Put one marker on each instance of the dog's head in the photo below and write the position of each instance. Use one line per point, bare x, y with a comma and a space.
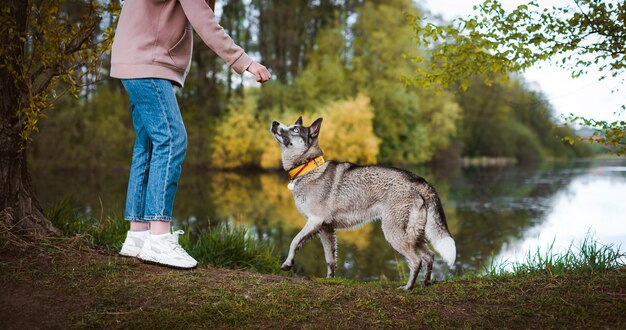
297, 142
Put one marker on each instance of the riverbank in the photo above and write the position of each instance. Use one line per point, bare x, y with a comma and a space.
61, 283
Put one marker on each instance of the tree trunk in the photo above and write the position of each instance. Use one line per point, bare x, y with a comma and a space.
20, 210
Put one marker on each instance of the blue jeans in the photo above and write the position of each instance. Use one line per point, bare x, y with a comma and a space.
159, 151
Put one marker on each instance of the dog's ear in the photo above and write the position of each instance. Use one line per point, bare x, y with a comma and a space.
299, 121
314, 130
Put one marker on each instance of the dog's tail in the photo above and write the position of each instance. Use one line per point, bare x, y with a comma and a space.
437, 231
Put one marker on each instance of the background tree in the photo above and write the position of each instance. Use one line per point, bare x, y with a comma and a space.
46, 52
495, 43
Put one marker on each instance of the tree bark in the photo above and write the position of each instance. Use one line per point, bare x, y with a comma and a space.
20, 210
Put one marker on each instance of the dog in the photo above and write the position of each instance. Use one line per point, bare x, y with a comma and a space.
339, 195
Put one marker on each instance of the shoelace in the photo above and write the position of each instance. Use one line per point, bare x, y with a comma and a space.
175, 245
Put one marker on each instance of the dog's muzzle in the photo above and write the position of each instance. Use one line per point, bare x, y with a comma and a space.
274, 128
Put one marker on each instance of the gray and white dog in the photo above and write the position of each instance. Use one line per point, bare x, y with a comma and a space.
339, 195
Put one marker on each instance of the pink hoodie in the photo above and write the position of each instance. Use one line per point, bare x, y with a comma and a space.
154, 39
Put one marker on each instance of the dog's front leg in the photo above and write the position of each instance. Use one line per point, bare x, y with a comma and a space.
311, 228
329, 242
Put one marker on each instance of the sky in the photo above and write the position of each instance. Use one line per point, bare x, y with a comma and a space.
582, 96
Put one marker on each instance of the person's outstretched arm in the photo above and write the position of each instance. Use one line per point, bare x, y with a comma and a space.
212, 33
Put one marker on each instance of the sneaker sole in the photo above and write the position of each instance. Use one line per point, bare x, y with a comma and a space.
127, 255
150, 262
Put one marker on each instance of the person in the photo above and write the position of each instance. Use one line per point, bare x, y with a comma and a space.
151, 52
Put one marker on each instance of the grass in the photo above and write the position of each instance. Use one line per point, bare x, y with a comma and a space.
225, 245
587, 258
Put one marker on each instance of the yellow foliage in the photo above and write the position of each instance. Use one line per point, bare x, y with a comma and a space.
347, 131
238, 141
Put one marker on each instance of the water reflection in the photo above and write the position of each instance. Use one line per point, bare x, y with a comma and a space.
592, 203
499, 211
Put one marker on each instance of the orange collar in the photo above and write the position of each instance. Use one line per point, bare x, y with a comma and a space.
299, 171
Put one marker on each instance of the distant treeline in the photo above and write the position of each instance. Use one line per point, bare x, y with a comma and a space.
344, 62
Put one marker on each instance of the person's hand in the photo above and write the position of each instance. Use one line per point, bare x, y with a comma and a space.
260, 72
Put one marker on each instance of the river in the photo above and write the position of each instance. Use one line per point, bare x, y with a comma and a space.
501, 211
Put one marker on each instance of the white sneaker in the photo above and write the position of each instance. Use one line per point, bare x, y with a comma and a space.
165, 250
133, 243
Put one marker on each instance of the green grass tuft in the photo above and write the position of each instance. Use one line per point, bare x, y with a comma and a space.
588, 258
233, 247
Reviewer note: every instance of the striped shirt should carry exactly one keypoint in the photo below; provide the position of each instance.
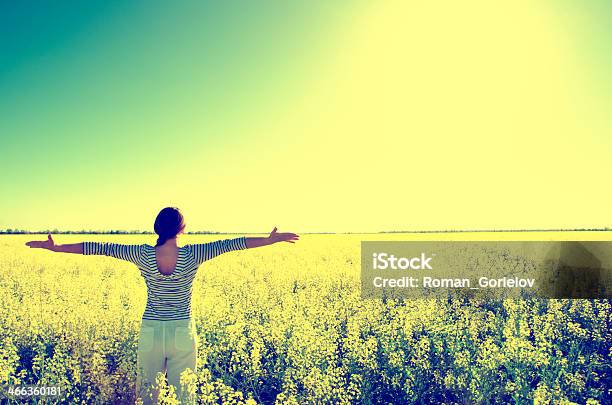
(168, 295)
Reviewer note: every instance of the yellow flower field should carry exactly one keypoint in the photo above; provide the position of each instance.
(285, 324)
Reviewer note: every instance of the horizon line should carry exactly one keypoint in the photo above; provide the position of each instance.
(15, 231)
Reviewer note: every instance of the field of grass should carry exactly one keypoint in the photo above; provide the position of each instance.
(285, 324)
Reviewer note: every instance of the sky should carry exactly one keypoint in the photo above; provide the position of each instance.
(345, 116)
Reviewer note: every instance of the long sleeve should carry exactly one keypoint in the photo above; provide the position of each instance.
(206, 251)
(130, 253)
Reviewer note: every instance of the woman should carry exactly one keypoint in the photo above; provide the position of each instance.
(168, 339)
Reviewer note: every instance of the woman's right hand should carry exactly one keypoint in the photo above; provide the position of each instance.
(42, 244)
(282, 237)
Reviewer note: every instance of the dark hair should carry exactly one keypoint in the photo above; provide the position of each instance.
(168, 224)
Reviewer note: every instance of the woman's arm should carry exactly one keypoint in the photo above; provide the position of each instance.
(49, 244)
(272, 238)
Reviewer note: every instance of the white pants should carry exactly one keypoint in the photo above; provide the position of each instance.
(164, 346)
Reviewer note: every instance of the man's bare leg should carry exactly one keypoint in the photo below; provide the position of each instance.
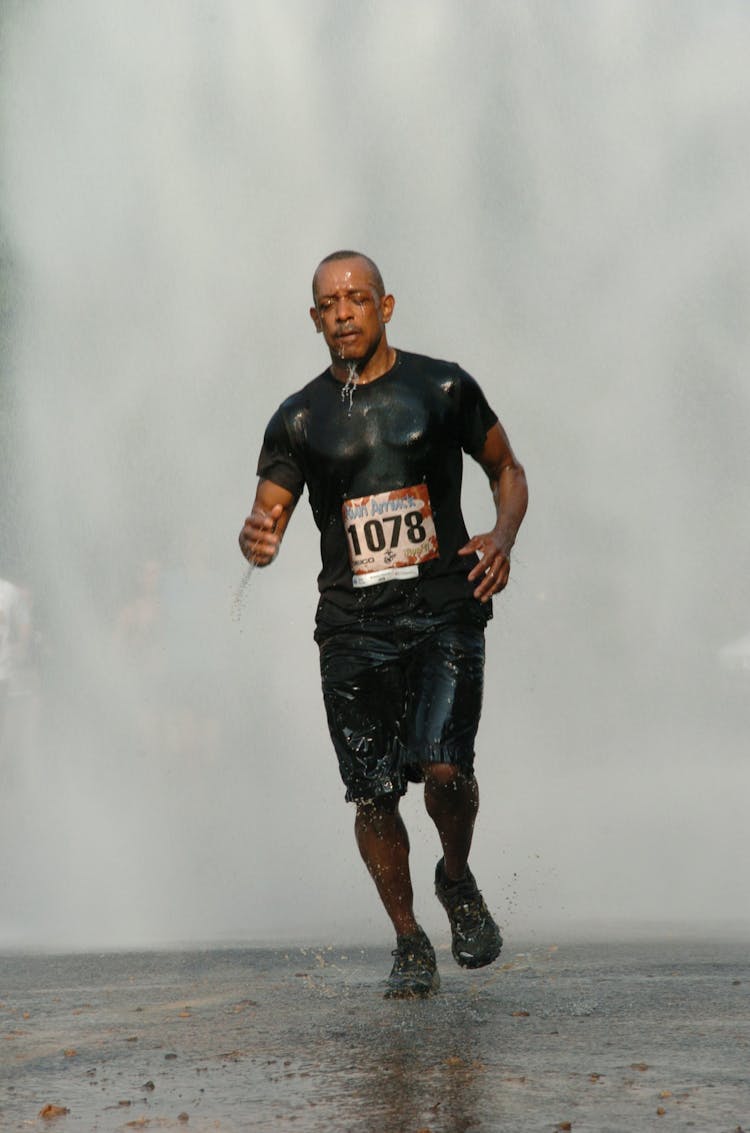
(452, 802)
(384, 845)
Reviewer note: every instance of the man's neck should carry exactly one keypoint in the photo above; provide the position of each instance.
(380, 364)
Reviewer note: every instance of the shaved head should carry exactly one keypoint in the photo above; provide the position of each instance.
(347, 254)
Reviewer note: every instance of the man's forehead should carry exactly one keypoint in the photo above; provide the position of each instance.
(343, 275)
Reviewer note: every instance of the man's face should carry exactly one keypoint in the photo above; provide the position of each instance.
(348, 311)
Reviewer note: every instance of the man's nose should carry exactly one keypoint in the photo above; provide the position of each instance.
(343, 308)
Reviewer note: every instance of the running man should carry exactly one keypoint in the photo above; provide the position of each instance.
(405, 594)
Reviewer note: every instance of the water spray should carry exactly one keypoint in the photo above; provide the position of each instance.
(350, 385)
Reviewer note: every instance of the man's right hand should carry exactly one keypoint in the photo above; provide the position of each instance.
(258, 539)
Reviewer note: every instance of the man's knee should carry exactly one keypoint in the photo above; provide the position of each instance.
(376, 815)
(445, 775)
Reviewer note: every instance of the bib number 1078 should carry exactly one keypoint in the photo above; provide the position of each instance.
(382, 534)
(389, 535)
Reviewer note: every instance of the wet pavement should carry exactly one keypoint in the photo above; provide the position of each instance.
(597, 1037)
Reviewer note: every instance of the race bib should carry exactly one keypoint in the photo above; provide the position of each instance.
(389, 535)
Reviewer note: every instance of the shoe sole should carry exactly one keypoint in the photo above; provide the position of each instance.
(414, 993)
(467, 961)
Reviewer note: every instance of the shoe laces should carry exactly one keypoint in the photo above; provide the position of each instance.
(466, 899)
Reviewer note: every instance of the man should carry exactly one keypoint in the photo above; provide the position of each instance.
(377, 439)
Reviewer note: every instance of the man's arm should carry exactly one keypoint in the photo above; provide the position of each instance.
(263, 529)
(510, 492)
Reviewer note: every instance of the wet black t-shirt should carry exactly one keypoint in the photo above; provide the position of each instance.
(383, 467)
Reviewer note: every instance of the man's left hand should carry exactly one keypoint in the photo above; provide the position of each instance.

+-------+

What the task requires: Could you give all of the data again exactly as written, omitting any pictures?

Answer box:
Put one marker on each instance of the dog's head in the photo below and write the position of each instance. Use one line per point, bare x, y with a comma and a space.
297, 142
Put one marker on each instance of the riverbank in the photo above and write the position of each instance. Use one line per point, bare x, y with a comma and a space.
61, 283
Put one marker on each instance of the tree trunk in the photo above and write the position of each instance. Use one line per point, bare x, y with a comma and a space.
20, 210
Put one marker on each instance of the blue jeans in the photo above and write the position of each instance. Use one line per point, bare x, y with a comma and a space.
159, 151
Put one marker on each instance of the dog's ear in the photo above and write the position of each instance. Use one line per point, bare x, y with a comma and a space.
299, 121
314, 130
Put one marker on each instance of the dog's tail in the photo above and write the position of each instance. Use one line per point, bare x, y with a comma and a space.
437, 231
Put one marker on each instance of the background tree in the photo above and write the position of each instance. Use one line per point, bare x, y with a comma and a space.
46, 52
495, 43
Put one marker on each instance of the tree bark in the photo above and write the position of each instance. Use one line per point, bare x, y with a comma and a space.
20, 210
Put one marker on each instance of the dog in the photo above and write the position of each instance. Use one line per point, bare x, y with a comma and a space.
339, 195
Put one marker on each instance of the shoelace in the photo above and write the position of each instance. Use one line per point, bare x, y with a comma and a space.
175, 245
Put one marker on each instance of the dog's muzzle in the photo above and write the position of each instance. Use one line per point, bare x, y with a comma and a space.
274, 128
Put one marker on each instance of the gray and white dog in the photo above and write the position of each instance. Use one line per point, bare x, y with a comma and a space.
339, 195
Put one marker on each instance of the pink hoodie in the photo above and write the position of each instance. Use one line per point, bare x, y with a comma and a space.
154, 39
Put one marker on each instance of the dog's front leg in the photo above and write the position of each instance. Use one line per point, bare x, y with a comma and a space.
311, 228
329, 242
Put one marker on each instance of the sky in the photo above and write the position of each instance. Use one line per point, bare x, y with a comma and a space.
582, 96
Put one marker on each instance of the person's outstretched arm in the photo above and write the position of each instance. Use one line per point, bare x, y with a comma and a space.
212, 33
Put one marker on each instance of the sneaker sole in the photo above and write the position of each instance. Use one line per point, bare x, y with a comma and a space.
127, 255
150, 262
Put one marker on each instance of the person in the photo above and write the position of each instance. Use one line per point, bare x, y with a comma and a space.
151, 52
Put one marker on each instance of the grass in the photo above and write the position of each instance. Use one line per point, bare x, y with a comma and a space.
225, 245
587, 258
Put one marker on each instance of the yellow foliage in the photo above and write the position of each instance. Use one line per point, bare x, y with a comma and a space.
347, 131
238, 141
Put one marker on each instance of the water reflection in the photo above and write the position of each instance. Use one line per point, bare x, y with a comma and a space.
592, 203
499, 211
Put one marker on each instance of the orange collar in the photo above and write the position of each instance. Use one line per point, bare x, y with a comma and a space.
299, 171
Put one marker on each instance of the distant treeline in the photo above and write the position of each instance. Use one line per point, bare x, y with a comma and a space.
344, 62
Put one marker on each instance of the person's hand in the photo above and write the position of each instance. Use one line per point, bare x, y with a comma and a space.
260, 72
Put one marker on each instance of the river in the photo above and write the position of each instance. Use one line per point, bare x, y with a comma and a space.
501, 211
Put one marker on each instance of the white sneaker in the photo above and write the position of each instance. Use one line per point, bare x, y with a comma and a space.
165, 250
133, 243
Put one marker on each instance of the green grass tuft in the photo above and write the position of each instance. Use one line per point, bare x, y with a comma and a space.
588, 258
233, 247
Reviewer note: every instance of the striped shirt should carry exactly one keypoint in the photo below; provide the position of each instance.
(168, 295)
Reviewer note: every instance of the yellow flower field should carry exactly one keypoint in the photo above; provide the position of each instance.
(285, 324)
Reviewer note: every instance of the horizon line should carry exactly one keypoint in the photo above; provide the position of each instance.
(15, 231)
Reviewer note: every instance of the field of grass should carry exactly one keypoint in the photo above; provide the position of each instance.
(285, 324)
Reviewer note: every instance of the sky should carry exactly one keypoint in the photo above; provide the position of each instance.
(345, 116)
Reviewer note: every instance of the long sleeve should carry exactly one keypoint in the photo above; provide the position of each instance.
(206, 251)
(130, 253)
Reviewer note: every instance of the woman should carry exactly one keypoint in the photo above; provide the position of each instance.
(168, 339)
Reviewer note: every instance of the woman's right hand should carry exactly one keypoint in the photo above; provide the position of each instance.
(42, 244)
(282, 237)
Reviewer note: every instance of the dark hair should carry exactly one keypoint in the photo above; provide the position of each instance.
(168, 224)
Reviewer note: every instance of the woman's arm should carry exactly one keypoint in the photo above; provide the position of each instance.
(49, 244)
(272, 238)
Reviewer note: every instance of the white pants should carry exactly one keypoint in the photo above; provide the position of each instance.
(164, 346)
Reviewer note: every instance of the man's bare leg should carry exactly one keypoint in the photo below; provide the position of each instance.
(452, 802)
(384, 845)
Reviewer note: every instance of the man's neck should carry exactly one keypoint in the photo above; provide the position of each instance.
(380, 364)
Reviewer note: every instance of the shaved head should carry exactly one keypoint in the photo above; provide the position of each instance.
(347, 254)
Reviewer note: every instance of the man's forehead should carry exactly one keypoint in the photo above; provide the position of each instance.
(343, 275)
Reviewer note: every instance of the man's face should carry exactly one keypoint in the photo above; provide the position of each instance.
(348, 311)
Reviewer note: every instance of the man's nose should carry exactly one keypoint in the photo above; provide the position of each instance.
(343, 308)
Reviewer note: every instance of the running man should carry exactly one keypoint in the photo above; provide the position of each instance.
(405, 594)
Reviewer note: every instance of the water spray should carry exactly one keypoint in the photo above; provide the position of each instance.
(350, 385)
Reviewer note: every instance of the man's right hand should carry exactly one keypoint in the photo above; provide the position of each instance.
(258, 539)
Reviewer note: every instance of the man's knee should carry exactly one keypoint in the photo above; provide the position of each instance.
(376, 815)
(445, 775)
Reviewer note: every instance of the bib number 1078 should carry exactly one keypoint in the photo above; provide the position of each instance.
(382, 534)
(389, 535)
Reviewer note: every instance of the wet pavement should carry exactly one keypoint in the photo above; provide the position of each instance.
(597, 1037)
Reviewer note: every instance of the race bib should carry exactly one keypoint in the photo above; provide the position of each instance.
(389, 535)
Reviewer note: every instance of the shoe sole should carry exactly one keypoint in the photo above; provide the position of each instance.
(414, 993)
(467, 961)
Reviewer note: every instance of the shoe laces should carry exactly one keypoint in the photo above; provide the position of each instance.
(466, 899)
Reviewer note: every instance of the man should carry exactly one keypoint in the photo above; provide the position of each instance.
(377, 439)
Reviewer note: every instance of the man's arm should carry exactly one keypoint in the photo above; provide the position of each instance.
(263, 529)
(510, 492)
Reviewer note: every instance of the wet black t-shirt should carry exactly one keypoint in the photo above; provide the position of each instance.
(383, 467)
Reviewer note: every instance of the man's left hand should carry exactly one keypoint in the photo above; provide the position of each instance.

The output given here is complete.